Written exercise – Starting at the line containing "find white banner" and ending at the end of the listing, reproduce every line, requests included, and shift each answer coordinate by -141.

───── Data supplied ─────

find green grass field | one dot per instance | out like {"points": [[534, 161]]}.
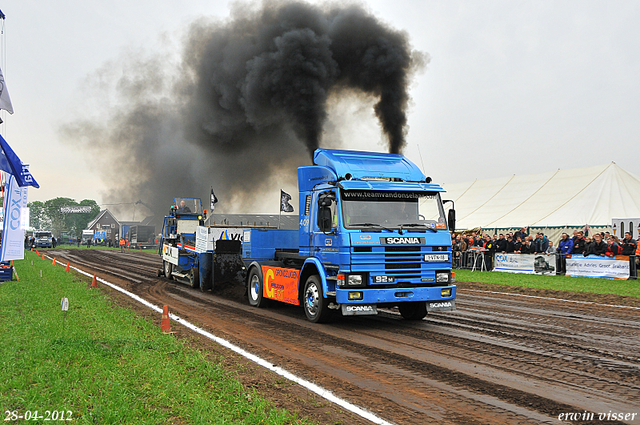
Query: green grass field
{"points": [[107, 366], [629, 288]]}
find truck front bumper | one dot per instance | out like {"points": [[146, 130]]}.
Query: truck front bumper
{"points": [[394, 295]]}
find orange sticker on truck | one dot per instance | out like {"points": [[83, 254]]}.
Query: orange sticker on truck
{"points": [[281, 284]]}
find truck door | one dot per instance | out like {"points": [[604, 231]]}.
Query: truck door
{"points": [[325, 228]]}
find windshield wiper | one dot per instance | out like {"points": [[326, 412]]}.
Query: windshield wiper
{"points": [[370, 225], [417, 225]]}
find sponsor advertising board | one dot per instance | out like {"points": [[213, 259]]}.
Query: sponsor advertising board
{"points": [[525, 263], [595, 266]]}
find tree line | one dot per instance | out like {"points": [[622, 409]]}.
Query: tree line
{"points": [[48, 215]]}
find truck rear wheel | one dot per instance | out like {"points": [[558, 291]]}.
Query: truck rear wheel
{"points": [[255, 288], [316, 307], [414, 310], [167, 267], [194, 278]]}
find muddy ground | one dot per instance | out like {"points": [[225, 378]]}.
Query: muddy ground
{"points": [[500, 358]]}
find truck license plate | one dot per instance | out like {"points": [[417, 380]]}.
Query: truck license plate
{"points": [[436, 257], [359, 310]]}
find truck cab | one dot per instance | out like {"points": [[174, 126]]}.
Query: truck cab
{"points": [[178, 239], [372, 234], [43, 239]]}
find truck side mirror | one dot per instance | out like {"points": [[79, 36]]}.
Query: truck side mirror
{"points": [[451, 216], [451, 220], [325, 216], [324, 219]]}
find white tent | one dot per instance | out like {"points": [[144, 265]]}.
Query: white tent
{"points": [[559, 199]]}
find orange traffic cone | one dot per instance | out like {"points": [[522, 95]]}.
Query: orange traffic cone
{"points": [[165, 325]]}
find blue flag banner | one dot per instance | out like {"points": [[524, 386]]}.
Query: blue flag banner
{"points": [[10, 163], [214, 200], [285, 206], [12, 230]]}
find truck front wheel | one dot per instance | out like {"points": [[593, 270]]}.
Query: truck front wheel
{"points": [[167, 267], [316, 307], [413, 310], [255, 288]]}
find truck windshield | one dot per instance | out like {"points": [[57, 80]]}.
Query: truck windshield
{"points": [[188, 205], [392, 210]]}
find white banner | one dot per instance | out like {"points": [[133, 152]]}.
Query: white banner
{"points": [[525, 263], [12, 230], [596, 266]]}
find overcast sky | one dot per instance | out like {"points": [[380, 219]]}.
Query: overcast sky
{"points": [[512, 87]]}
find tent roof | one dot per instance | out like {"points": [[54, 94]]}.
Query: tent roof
{"points": [[580, 196]]}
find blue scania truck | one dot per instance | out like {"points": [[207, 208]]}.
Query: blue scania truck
{"points": [[372, 234]]}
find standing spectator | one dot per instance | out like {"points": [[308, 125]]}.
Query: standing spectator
{"points": [[565, 247], [613, 248], [550, 249], [579, 245], [628, 244], [540, 244], [522, 234], [597, 247], [501, 244], [588, 242], [510, 245], [517, 245]]}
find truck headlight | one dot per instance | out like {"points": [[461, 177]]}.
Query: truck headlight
{"points": [[354, 280], [442, 277]]}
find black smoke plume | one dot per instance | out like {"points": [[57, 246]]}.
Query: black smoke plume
{"points": [[247, 104]]}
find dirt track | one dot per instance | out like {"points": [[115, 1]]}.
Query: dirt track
{"points": [[499, 359]]}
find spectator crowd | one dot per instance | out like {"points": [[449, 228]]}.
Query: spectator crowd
{"points": [[521, 242]]}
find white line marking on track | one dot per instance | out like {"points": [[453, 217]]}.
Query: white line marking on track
{"points": [[324, 393], [553, 299]]}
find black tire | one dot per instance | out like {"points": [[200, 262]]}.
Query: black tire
{"points": [[316, 307], [194, 278], [255, 288], [414, 310], [167, 269]]}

─────

The result –
find white banner | one dot per instance | out like {"points": [[133, 152]]}.
Query: white banner
{"points": [[384, 122], [-129, 89], [455, 125]]}
find overcast sky | one dot per instance | out like {"points": [[380, 219]]}.
Query: overcast sky
{"points": [[371, -54]]}
find tent roof | one dot per instance | out like {"points": [[54, 94]]}.
Query: tent roof
{"points": [[439, 55]]}
find blue scania truck | one dot per instance | out like {"points": [[207, 208]]}.
Query: blue scania truck
{"points": [[231, 93]]}
find standing spectator | one dot per instance | out like {"points": [[308, 125]]}.
Query: standing spectator
{"points": [[424, 106], [472, 107], [409, 108], [438, 104], [487, 103], [399, 103], [381, 93], [456, 106], [360, 103], [447, 101], [369, 104], [376, 104]]}
find truck headlight | one dot per instance | out like {"points": [[461, 177]]}.
Query: truck headlight
{"points": [[213, 139], [301, 136]]}
find black smoke plume | one dot per instance | out like {"points": [[57, 246]]}.
Query: black smoke plume
{"points": [[106, -37]]}
find dirt track | one dot per instance | out like {"points": [[115, 1]]}.
Query: dirt track
{"points": [[358, 218]]}
find spectator crowd | one dot per instance | out like {"points": [[449, 228]]}.
Query: spectator crowd
{"points": [[380, 101]]}
find white line marking on track | one dot per instance | out like {"points": [[453, 217]]}.
Query: white line marking on track
{"points": [[183, 252], [412, 158]]}
find black tire | one dot per instance | out like {"points": [[200, 262]]}.
Query: black tire
{"points": [[175, 166], [53, 137], [114, 147], [273, 169], [26, 128]]}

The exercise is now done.